DIRECTIONS FOR THIS TASK:
Update the stretch from the line containing "(5 points) Identify the distant" through the end of the entries, changing "integer pixel coordinates" to "whole-number pixel coordinates" and leaving everything else the same. Give back only those lines.

SUPPLIED RECORDS:
★ ★ ★ ★ ★

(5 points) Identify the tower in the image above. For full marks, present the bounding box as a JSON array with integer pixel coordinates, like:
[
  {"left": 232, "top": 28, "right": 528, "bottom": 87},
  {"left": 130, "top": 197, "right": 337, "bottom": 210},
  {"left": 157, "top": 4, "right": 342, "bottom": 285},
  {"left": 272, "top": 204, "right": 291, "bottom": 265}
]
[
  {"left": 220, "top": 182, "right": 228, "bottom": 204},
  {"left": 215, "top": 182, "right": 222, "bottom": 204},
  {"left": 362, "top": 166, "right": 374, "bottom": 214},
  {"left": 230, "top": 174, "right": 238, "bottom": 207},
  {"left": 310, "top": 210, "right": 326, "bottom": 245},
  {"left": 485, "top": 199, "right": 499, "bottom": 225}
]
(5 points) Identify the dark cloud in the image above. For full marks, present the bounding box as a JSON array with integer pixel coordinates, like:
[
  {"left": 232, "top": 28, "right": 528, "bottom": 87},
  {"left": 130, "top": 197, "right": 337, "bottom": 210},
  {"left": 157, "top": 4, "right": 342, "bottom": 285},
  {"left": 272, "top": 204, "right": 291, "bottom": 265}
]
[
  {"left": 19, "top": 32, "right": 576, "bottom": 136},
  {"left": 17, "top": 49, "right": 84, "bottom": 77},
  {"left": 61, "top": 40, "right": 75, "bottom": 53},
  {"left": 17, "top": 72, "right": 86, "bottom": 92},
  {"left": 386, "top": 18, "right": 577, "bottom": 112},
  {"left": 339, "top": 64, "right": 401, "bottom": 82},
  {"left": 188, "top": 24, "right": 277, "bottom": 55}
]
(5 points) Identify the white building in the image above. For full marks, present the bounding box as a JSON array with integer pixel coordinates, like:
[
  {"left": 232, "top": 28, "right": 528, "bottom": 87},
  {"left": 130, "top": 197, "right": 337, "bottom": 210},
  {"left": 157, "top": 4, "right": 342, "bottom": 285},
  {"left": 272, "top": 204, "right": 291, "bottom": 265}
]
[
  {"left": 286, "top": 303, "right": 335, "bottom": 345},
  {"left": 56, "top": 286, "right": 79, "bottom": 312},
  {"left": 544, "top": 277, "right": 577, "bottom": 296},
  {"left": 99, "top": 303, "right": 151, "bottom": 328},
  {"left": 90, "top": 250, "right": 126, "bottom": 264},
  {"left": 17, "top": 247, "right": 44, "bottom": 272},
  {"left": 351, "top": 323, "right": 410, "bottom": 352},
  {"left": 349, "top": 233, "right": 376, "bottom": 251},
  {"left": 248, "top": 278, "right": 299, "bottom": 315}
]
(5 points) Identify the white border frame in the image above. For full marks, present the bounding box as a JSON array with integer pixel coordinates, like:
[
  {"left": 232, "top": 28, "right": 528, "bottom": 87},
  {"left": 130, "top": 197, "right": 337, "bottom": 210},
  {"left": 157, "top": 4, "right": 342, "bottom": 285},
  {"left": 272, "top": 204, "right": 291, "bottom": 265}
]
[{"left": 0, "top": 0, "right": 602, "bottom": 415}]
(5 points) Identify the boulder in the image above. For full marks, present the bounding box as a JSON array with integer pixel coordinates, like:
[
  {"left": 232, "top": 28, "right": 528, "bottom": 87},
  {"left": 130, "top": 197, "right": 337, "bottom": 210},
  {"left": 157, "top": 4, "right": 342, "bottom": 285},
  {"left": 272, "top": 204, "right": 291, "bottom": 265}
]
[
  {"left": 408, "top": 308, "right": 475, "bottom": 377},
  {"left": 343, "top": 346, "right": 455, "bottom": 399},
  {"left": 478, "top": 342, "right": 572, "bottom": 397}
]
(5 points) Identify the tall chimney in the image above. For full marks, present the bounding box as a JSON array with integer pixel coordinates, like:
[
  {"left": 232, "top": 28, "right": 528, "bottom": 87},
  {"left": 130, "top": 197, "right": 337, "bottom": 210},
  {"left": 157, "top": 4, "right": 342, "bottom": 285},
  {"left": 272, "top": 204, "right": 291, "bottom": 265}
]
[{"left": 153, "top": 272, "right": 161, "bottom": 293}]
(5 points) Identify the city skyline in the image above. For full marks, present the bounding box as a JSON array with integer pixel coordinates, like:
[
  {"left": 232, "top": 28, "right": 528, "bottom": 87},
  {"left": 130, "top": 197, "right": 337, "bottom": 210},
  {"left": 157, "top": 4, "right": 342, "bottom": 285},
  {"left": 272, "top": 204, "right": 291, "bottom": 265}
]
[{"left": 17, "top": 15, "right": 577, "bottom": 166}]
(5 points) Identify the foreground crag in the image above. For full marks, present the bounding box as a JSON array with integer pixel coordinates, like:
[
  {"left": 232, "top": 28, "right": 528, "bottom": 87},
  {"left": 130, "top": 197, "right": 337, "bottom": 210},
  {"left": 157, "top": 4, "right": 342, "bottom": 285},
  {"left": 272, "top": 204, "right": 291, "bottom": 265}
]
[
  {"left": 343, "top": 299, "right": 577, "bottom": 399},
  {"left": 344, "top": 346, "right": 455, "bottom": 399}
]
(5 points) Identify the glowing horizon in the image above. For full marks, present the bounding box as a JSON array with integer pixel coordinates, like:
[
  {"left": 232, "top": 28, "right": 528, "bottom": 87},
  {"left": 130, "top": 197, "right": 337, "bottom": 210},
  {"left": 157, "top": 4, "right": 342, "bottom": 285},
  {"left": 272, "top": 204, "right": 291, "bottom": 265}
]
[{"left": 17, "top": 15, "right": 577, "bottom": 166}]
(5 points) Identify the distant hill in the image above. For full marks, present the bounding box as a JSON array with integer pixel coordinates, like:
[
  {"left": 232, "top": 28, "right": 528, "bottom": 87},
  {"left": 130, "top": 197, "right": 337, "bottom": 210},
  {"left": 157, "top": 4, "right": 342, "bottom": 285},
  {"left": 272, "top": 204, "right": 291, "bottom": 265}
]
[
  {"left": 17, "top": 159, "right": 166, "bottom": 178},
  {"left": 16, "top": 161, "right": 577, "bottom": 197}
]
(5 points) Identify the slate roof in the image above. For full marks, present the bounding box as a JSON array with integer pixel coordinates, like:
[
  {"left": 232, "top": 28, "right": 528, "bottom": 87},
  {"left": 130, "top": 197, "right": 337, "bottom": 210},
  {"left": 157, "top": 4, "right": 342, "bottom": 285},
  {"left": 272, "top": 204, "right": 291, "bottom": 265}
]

★ ★ ★ ★ ★

FULL SOLUTION:
(5 points) Identify the distant hill in the image above. For full marks, present the bounding box as a JSON array with whole-number pixel coordinates, like:
[
  {"left": 232, "top": 28, "right": 528, "bottom": 87},
  {"left": 130, "top": 197, "right": 337, "bottom": 210},
  {"left": 157, "top": 4, "right": 342, "bottom": 285},
  {"left": 272, "top": 204, "right": 291, "bottom": 265}
]
[
  {"left": 17, "top": 159, "right": 166, "bottom": 178},
  {"left": 16, "top": 161, "right": 577, "bottom": 197}
]
(5 points) Identify the slate roof in the image above. For full marks, present the bounding box as a JSON array with whole-number pixel coordinates, like:
[
  {"left": 232, "top": 28, "right": 528, "bottom": 87},
  {"left": 130, "top": 197, "right": 337, "bottom": 210},
  {"left": 157, "top": 4, "right": 342, "bottom": 285},
  {"left": 272, "top": 204, "right": 291, "bottom": 265}
]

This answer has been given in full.